* Exercise:
Please reproduce the entries below exactly, omitting any images they contain.
━━━━━ Data records
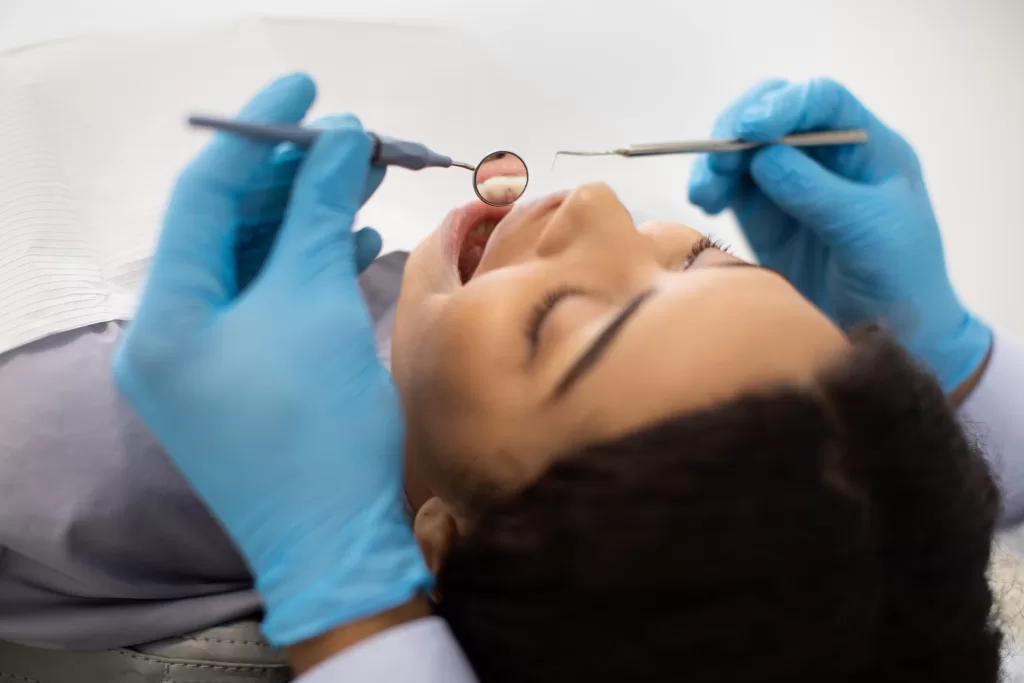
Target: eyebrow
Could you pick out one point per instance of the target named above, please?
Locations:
(597, 348)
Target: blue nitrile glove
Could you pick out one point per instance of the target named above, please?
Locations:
(272, 402)
(851, 226)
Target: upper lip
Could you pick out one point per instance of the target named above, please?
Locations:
(461, 221)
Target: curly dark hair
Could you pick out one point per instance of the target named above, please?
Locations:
(833, 535)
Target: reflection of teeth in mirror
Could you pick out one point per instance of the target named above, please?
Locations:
(503, 188)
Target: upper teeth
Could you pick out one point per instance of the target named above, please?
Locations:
(502, 187)
(483, 228)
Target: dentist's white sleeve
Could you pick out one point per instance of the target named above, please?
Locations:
(421, 651)
(994, 415)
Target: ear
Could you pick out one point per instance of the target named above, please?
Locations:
(435, 528)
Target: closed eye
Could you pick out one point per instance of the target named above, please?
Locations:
(700, 246)
(541, 312)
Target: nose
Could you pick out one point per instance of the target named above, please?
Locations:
(591, 217)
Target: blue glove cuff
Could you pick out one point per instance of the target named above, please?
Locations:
(960, 354)
(361, 575)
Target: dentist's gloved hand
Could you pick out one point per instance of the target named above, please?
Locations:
(851, 226)
(272, 401)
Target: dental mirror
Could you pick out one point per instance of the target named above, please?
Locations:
(501, 178)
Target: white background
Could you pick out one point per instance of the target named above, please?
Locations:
(945, 73)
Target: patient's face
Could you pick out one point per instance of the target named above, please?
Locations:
(568, 325)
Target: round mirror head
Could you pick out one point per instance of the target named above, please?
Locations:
(501, 178)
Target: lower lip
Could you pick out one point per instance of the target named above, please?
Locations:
(540, 206)
(464, 219)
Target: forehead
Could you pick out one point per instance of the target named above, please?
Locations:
(701, 338)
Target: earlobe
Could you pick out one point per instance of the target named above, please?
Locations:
(435, 530)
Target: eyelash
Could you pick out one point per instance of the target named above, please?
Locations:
(552, 299)
(700, 246)
(542, 309)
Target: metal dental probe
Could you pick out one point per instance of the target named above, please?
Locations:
(731, 144)
(387, 151)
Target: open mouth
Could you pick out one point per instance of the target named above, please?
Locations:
(480, 221)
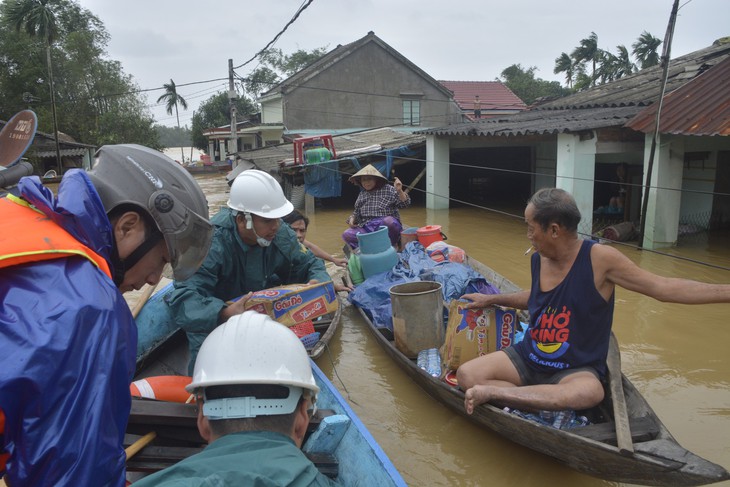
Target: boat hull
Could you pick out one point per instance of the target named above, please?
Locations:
(358, 458)
(657, 459)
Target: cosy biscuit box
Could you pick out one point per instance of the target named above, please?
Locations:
(471, 333)
(295, 303)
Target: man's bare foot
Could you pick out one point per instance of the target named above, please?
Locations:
(475, 396)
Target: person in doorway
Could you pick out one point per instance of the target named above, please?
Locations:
(252, 415)
(251, 251)
(377, 205)
(617, 202)
(68, 337)
(561, 361)
(299, 223)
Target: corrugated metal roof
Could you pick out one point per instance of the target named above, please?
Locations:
(372, 141)
(341, 52)
(700, 107)
(609, 105)
(642, 88)
(493, 95)
(539, 122)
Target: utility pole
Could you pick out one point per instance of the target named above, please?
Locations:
(233, 142)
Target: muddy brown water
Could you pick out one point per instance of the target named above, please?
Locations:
(676, 355)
━━━━━━━━━━
* Task output:
Target: eyebrow
Could you pick out one point per instance of the target named above, please?
Locations:
(597, 348)
Target: blue nitrile glove
Could you pick out one point per instance of the target named above, please?
Locations:
(272, 402)
(851, 226)
Target: upper lip
Could you pick out one point per instance of the target named above, please?
Locations:
(461, 221)
Target: curly dark hair
Could you pick out one point per instance of the target named above, please?
Locations:
(833, 535)
Target: reflection of teeth in mirror
Could you pick out one point per instance of the target named above, please?
Locations:
(503, 188)
Target: upper teeth
Could you pick out one point per instance of the target named above, please?
Locations:
(502, 187)
(483, 228)
Target: dentist's white sleeve
Could you pick out one point per instance of the target named above, please?
Locations:
(421, 651)
(994, 415)
Target: ear
Could you pick out one point per instance of the target named above, please?
Locations:
(435, 528)
Target: closed eye
Could you pick out one point per instance of the target named above, please?
Locations:
(700, 246)
(541, 312)
Target: nose
Could you pick out one point per instance of the target named above, please?
Locations:
(591, 217)
Target: blue glove cuff
Could you pick out one point per instance of the target named above, please?
Locations:
(960, 354)
(361, 575)
Target: dentist's gloved hand
Could you pick out one point per instance of the target named above, please?
Locations:
(851, 226)
(272, 401)
Target: dental mirror
Could you pick out one point per instance of the target named above, please?
Locations:
(501, 178)
Target: white background
Could you pick out one point per instance of the target named above, please?
Locations:
(945, 73)
Target: patient's face
Could you pick out one point per instance of the target named above, please?
Locations:
(568, 325)
Target: round mirror head
Could you pick out one point per instance of the target named above, please?
Locations:
(501, 178)
Target: lower lip
Could you pick out one point per instance of the target named above, please?
Locations:
(540, 206)
(464, 219)
Target: forehead
Could you pick out one point per instance of the target named above, please?
Locations:
(701, 338)
Target: earlobe
Could you pick out one point per instance of the target named above, please?
Locations:
(435, 530)
Target: eyelash
Could you pick out one point per instance of the target named above, please?
Locations:
(552, 299)
(700, 246)
(542, 309)
Target: metal dental probe
Could you pick out one point per instance of the target named above, please?
Locations:
(731, 144)
(387, 151)
Target: open mouth
Could you pick out one point per instance of the target named above, please?
Locations:
(480, 221)
Target: boat hull
Could you pick out one point per instance of the target named above, please?
Locations:
(358, 458)
(657, 459)
Target: cosy biscuit box
Could you pick out one point per instance of the target named above, please?
Locations:
(471, 333)
(295, 303)
Target: man's bare foot
Could you pick out one point per instance of the target named above, please?
Locations:
(475, 396)
Target: person in doorway
Could you pick out one point per instance of the target named above, please?
Locations:
(252, 415)
(251, 251)
(377, 205)
(617, 202)
(68, 337)
(561, 361)
(299, 223)
Target: corrugated metal roof
Could you pick out one point per instance of the target named above, please?
Locations:
(372, 141)
(341, 52)
(700, 107)
(609, 105)
(642, 88)
(493, 95)
(539, 122)
Target: utility pole
Could you pick out one point per instance of the target named above, please?
Locations:
(233, 142)
Target: muddy brown water
Could you pick out one point per instance of the target named above, please?
Locations:
(676, 355)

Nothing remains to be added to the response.